++++ RECORDED DATA ++++
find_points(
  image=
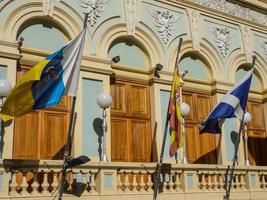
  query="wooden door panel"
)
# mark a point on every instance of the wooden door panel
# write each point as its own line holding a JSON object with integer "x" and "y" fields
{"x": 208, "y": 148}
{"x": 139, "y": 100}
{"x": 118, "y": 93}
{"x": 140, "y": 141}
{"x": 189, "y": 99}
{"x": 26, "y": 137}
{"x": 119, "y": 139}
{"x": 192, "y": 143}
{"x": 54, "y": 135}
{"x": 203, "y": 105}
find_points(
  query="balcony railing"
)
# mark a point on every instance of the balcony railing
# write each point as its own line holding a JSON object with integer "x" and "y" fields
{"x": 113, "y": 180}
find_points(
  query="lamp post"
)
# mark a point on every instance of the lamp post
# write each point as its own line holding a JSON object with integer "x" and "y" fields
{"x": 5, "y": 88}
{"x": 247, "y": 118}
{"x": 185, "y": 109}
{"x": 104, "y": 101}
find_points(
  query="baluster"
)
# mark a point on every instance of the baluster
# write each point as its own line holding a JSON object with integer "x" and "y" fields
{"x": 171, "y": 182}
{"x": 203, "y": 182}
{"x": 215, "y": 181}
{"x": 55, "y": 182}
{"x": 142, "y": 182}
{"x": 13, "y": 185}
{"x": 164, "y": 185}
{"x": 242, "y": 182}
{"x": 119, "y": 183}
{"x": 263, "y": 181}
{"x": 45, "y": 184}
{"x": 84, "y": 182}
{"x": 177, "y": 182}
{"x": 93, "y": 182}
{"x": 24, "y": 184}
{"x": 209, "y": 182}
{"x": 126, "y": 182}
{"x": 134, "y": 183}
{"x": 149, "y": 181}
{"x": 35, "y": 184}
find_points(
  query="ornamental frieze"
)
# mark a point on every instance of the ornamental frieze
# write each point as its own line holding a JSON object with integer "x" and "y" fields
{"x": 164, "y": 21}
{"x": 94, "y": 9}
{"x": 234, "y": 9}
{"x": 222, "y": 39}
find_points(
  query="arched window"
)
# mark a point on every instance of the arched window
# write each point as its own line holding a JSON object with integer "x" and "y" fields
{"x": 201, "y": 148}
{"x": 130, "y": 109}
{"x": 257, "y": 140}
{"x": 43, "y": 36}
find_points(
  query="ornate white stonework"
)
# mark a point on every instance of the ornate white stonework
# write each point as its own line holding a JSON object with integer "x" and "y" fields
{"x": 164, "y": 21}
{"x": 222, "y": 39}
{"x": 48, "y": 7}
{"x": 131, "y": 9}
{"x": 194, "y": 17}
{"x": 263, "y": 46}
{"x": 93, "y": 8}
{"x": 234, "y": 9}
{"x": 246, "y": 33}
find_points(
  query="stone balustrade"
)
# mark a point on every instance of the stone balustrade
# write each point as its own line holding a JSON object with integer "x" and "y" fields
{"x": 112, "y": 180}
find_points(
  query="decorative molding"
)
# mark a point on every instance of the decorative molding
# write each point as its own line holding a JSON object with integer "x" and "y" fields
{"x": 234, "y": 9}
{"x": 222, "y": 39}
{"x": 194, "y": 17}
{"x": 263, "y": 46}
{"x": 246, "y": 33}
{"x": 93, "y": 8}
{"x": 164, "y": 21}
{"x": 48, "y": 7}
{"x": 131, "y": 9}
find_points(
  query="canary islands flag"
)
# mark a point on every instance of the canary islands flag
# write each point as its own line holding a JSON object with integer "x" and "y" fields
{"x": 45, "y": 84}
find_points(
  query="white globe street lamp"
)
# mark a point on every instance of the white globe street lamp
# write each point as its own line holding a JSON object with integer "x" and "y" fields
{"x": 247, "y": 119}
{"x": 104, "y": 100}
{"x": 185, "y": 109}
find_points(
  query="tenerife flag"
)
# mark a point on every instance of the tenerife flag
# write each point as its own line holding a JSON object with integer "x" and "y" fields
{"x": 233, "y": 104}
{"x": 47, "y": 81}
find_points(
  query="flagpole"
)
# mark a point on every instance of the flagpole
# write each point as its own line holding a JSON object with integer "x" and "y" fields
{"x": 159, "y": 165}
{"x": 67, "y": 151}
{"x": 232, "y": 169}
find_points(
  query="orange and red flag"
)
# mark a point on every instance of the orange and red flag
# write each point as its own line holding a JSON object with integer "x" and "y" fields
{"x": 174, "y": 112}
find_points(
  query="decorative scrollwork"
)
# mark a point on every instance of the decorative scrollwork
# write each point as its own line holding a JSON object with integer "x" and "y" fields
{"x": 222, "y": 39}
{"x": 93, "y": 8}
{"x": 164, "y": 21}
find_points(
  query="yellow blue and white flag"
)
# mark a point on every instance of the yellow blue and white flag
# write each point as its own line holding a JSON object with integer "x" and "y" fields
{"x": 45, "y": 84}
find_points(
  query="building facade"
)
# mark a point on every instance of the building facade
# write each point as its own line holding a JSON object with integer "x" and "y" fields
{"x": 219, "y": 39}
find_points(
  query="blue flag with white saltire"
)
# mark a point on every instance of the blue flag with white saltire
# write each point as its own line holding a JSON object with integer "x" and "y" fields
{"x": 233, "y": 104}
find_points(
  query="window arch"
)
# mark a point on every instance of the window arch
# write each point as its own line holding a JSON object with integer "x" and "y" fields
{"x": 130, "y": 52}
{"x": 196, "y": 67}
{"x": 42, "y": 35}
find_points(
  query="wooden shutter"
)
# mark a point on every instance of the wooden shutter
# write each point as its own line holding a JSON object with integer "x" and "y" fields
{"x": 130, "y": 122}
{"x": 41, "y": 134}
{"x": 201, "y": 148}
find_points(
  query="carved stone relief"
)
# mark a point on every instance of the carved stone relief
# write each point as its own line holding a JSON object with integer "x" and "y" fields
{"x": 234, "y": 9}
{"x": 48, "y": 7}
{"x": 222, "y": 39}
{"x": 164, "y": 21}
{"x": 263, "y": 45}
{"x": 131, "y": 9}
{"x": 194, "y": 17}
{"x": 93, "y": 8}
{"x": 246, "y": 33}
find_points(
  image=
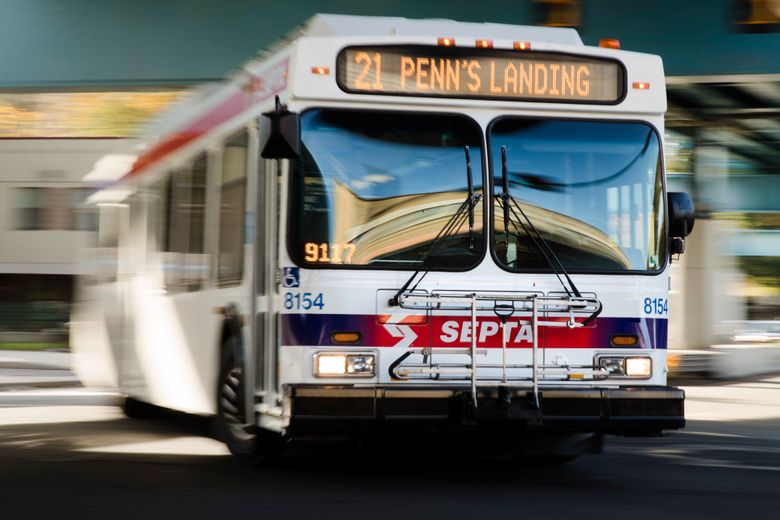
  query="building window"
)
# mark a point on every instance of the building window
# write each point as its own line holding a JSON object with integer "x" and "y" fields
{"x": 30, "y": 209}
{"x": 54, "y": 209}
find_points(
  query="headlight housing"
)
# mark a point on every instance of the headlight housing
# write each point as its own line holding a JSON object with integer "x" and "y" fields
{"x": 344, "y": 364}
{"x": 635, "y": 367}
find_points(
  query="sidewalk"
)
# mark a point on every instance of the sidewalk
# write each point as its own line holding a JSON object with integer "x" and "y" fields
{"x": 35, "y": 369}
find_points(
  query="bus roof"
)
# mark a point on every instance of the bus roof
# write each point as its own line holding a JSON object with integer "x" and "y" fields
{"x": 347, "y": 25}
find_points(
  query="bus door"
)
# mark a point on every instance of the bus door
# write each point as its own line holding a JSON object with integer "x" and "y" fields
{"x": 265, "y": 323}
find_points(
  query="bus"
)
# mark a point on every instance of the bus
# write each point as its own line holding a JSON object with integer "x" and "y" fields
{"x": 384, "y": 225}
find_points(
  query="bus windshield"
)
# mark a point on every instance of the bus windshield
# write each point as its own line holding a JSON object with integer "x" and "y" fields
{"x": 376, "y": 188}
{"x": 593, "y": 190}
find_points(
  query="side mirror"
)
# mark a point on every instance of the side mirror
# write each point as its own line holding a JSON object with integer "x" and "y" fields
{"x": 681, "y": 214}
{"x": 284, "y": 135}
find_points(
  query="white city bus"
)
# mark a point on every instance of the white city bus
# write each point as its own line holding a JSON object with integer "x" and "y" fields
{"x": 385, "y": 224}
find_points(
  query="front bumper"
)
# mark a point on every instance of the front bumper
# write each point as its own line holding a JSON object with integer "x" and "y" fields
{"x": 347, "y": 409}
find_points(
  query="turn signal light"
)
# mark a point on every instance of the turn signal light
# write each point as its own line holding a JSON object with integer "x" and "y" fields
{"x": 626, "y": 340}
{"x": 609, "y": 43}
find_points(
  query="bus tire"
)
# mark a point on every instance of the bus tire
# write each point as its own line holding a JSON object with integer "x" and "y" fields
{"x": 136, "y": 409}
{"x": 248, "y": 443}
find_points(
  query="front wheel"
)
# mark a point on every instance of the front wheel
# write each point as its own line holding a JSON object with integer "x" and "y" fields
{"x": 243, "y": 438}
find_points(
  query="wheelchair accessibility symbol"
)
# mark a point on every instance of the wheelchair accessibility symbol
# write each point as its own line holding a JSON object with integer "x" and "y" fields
++++
_PROBLEM TO WORK ON:_ On how many lines above does "white" occur? Say the number only.

_ANSWER TO THIS TASK:_ 10